→ Exercise description: Among the lines below, copy each one in which "blue" appears.

++++ Records for this exercise

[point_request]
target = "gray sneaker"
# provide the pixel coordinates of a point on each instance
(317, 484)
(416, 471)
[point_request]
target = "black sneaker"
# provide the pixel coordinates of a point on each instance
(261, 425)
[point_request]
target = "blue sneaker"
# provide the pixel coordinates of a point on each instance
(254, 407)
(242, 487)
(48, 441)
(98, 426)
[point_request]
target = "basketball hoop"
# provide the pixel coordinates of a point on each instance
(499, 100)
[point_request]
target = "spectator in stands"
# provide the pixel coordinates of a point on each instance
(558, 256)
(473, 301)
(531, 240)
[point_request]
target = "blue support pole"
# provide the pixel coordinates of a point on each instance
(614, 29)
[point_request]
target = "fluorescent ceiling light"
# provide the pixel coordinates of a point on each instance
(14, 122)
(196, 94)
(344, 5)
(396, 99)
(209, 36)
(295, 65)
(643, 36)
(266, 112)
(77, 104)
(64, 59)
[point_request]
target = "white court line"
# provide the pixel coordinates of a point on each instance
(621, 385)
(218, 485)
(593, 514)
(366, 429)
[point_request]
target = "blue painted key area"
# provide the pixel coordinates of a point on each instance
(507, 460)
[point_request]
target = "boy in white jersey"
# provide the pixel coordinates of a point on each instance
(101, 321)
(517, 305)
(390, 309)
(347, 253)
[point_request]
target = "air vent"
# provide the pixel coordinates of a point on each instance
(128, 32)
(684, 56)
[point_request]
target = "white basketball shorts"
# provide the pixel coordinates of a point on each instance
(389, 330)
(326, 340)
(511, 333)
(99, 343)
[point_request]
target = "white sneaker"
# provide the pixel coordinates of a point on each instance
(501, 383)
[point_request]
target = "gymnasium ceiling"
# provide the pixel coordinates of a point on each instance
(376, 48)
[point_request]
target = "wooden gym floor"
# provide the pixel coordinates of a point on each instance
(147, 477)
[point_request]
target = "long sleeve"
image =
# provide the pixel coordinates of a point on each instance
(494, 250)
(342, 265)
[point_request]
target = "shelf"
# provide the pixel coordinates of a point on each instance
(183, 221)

++++++++

→ Written answer:
target = "blue sneaker"
target = "blue support pole"
target = "blue painted key area"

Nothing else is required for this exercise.